┌─ Listed entries

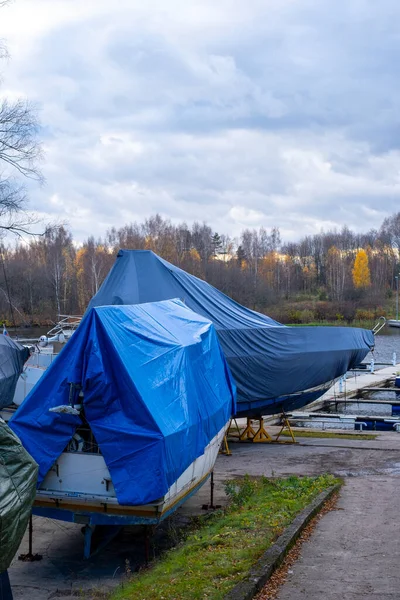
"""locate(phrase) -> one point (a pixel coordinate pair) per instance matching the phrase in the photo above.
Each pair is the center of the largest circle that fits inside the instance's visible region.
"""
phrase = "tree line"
(340, 271)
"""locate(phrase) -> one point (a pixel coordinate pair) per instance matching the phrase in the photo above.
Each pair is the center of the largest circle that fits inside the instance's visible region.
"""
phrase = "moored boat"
(12, 359)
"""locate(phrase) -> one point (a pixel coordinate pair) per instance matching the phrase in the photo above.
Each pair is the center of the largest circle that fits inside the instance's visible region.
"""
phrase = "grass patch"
(221, 550)
(329, 434)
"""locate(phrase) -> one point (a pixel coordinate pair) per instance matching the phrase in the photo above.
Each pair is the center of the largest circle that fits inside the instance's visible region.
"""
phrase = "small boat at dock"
(13, 356)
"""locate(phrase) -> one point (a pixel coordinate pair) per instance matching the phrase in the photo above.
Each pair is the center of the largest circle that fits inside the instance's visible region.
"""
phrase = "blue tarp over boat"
(275, 368)
(156, 391)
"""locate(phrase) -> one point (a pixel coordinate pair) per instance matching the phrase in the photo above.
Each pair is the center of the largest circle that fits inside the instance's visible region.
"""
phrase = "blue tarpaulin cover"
(275, 367)
(156, 391)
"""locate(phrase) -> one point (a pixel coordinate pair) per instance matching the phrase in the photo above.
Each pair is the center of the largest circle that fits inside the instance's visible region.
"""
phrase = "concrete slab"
(63, 569)
(354, 551)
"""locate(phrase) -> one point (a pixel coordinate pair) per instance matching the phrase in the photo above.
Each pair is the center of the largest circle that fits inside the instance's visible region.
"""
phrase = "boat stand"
(30, 557)
(259, 436)
(248, 433)
(225, 446)
(211, 506)
(286, 425)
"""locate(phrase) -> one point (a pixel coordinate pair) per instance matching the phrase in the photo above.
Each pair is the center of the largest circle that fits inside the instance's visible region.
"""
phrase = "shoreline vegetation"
(333, 277)
(44, 322)
(221, 548)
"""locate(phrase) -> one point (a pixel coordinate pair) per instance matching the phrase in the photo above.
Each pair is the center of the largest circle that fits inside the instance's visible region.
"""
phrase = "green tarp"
(18, 475)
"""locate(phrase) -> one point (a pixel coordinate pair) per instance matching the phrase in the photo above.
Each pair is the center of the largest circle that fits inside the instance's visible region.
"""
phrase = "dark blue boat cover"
(275, 367)
(156, 391)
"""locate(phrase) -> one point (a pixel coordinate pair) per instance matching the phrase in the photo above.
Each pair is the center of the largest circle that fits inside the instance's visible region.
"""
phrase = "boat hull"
(393, 323)
(79, 489)
(282, 404)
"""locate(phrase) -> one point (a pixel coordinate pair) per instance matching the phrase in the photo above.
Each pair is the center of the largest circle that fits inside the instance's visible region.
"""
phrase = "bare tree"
(20, 154)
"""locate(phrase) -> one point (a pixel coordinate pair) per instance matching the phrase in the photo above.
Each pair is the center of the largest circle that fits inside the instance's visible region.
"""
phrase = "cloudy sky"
(241, 113)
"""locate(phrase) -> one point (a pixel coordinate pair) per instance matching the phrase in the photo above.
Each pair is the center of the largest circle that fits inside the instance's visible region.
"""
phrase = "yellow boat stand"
(258, 436)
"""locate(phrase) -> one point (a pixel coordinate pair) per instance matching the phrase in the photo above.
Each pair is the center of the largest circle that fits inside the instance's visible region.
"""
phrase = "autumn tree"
(361, 272)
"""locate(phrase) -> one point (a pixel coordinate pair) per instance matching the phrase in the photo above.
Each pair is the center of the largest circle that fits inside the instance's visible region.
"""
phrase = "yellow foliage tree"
(361, 272)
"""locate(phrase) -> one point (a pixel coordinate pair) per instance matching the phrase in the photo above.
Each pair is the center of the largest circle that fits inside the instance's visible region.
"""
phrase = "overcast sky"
(241, 113)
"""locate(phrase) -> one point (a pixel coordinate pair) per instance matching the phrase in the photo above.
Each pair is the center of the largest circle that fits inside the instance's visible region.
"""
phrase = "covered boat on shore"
(12, 359)
(126, 423)
(276, 368)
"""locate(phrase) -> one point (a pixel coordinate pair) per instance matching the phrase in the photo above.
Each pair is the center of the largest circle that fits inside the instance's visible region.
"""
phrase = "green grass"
(220, 552)
(328, 434)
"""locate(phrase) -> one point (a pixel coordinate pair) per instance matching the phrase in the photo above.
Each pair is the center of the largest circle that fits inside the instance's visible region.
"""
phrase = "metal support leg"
(30, 557)
(147, 544)
(286, 425)
(248, 433)
(225, 447)
(211, 506)
(262, 434)
(87, 532)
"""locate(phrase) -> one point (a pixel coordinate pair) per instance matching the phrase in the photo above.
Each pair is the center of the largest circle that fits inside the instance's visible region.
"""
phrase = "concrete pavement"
(354, 552)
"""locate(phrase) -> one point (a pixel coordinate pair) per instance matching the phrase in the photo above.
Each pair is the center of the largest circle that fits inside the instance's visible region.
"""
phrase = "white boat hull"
(80, 484)
(393, 322)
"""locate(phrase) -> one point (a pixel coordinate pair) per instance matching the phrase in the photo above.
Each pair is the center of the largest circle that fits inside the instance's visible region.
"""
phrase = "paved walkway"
(354, 552)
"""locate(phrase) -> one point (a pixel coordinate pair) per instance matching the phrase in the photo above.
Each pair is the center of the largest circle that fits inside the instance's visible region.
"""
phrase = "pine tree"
(361, 272)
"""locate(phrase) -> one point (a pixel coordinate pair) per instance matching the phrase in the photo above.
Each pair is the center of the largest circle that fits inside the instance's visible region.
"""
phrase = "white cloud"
(243, 114)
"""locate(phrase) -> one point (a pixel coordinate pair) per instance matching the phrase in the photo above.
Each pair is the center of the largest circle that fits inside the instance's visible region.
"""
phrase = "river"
(387, 342)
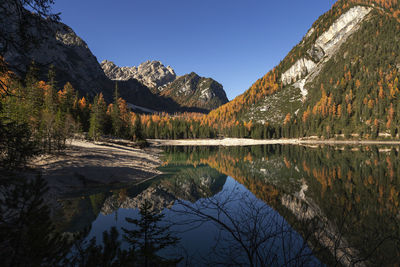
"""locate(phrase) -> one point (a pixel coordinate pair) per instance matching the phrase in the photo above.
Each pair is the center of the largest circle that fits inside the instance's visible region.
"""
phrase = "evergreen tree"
(150, 236)
(116, 120)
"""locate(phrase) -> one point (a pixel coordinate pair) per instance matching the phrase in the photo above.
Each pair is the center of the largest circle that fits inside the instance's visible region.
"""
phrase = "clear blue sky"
(232, 41)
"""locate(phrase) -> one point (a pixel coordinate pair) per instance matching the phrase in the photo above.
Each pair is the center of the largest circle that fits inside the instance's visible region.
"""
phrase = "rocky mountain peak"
(152, 74)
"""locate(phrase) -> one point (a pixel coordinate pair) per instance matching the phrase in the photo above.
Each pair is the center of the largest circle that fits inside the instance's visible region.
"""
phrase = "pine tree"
(150, 236)
(116, 114)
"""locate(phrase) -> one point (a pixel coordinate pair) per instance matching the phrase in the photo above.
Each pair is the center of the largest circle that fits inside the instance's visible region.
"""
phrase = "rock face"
(54, 43)
(298, 70)
(194, 91)
(324, 47)
(189, 91)
(152, 74)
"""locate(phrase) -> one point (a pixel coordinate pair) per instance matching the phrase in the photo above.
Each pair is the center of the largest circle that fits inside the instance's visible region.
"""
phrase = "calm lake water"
(269, 205)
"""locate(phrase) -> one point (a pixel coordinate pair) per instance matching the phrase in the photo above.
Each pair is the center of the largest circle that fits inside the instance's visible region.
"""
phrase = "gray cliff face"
(189, 90)
(152, 74)
(54, 43)
(194, 91)
(324, 48)
(27, 37)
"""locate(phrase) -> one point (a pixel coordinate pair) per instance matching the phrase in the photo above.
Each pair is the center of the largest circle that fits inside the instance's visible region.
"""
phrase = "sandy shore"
(250, 142)
(85, 164)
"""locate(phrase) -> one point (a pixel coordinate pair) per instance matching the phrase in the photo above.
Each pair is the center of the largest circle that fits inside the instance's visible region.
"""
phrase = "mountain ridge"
(283, 96)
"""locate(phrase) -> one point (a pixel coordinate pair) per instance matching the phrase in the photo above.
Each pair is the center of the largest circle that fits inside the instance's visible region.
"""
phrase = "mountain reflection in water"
(264, 205)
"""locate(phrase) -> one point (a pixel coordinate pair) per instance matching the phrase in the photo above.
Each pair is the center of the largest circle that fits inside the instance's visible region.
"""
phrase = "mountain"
(191, 90)
(27, 37)
(188, 91)
(152, 74)
(341, 78)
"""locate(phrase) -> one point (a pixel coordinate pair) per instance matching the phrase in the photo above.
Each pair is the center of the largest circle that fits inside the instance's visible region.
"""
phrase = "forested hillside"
(350, 89)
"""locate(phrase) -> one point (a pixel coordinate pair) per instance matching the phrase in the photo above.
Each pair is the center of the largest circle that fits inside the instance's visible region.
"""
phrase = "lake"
(267, 205)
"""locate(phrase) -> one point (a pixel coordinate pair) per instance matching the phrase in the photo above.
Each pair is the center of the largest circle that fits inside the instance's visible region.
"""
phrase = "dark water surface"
(265, 205)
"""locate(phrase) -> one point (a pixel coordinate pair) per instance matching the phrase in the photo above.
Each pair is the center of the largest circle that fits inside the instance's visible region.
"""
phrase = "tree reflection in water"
(247, 231)
(283, 206)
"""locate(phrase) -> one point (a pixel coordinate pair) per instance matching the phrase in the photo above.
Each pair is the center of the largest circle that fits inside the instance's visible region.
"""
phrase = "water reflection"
(267, 205)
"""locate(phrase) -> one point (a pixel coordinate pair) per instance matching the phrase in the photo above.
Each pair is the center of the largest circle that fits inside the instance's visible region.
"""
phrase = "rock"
(152, 74)
(49, 43)
(325, 45)
(194, 91)
(297, 71)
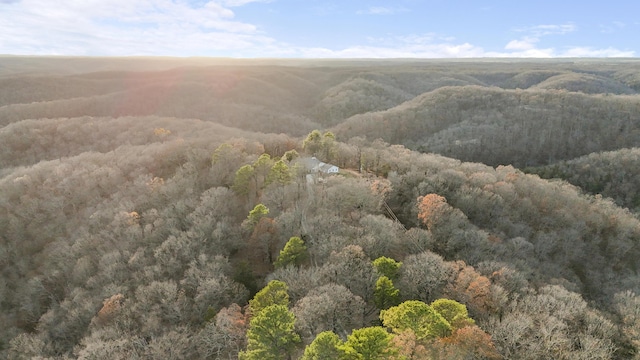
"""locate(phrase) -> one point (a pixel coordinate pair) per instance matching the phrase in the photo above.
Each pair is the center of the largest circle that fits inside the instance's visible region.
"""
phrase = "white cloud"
(210, 28)
(381, 10)
(590, 52)
(126, 27)
(543, 30)
(410, 46)
(527, 43)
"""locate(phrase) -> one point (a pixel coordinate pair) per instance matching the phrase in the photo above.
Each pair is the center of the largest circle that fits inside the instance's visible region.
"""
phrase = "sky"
(321, 28)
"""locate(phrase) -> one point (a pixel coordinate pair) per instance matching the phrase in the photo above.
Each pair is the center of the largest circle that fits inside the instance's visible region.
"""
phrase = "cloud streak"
(210, 28)
(381, 10)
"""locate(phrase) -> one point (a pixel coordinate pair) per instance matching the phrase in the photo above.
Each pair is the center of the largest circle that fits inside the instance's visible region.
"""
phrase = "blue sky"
(321, 28)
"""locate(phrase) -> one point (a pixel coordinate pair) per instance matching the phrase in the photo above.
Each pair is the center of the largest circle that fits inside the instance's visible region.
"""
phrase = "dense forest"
(166, 209)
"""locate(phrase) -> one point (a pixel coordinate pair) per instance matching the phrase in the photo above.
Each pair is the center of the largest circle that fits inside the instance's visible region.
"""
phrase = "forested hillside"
(172, 213)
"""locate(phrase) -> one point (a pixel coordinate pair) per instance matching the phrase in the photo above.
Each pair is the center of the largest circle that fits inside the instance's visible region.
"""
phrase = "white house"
(314, 165)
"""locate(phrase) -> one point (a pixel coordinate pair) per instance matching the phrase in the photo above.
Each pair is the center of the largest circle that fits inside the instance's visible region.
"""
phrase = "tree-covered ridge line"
(150, 236)
(173, 243)
(520, 113)
(611, 173)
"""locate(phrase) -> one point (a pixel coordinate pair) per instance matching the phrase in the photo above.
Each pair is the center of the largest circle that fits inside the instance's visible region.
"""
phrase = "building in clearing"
(316, 166)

└─

Identify every line in the listing above that contains the string "stand", and copy each such line.

phrase = "boat stand"
phrase = "yellow boat stand"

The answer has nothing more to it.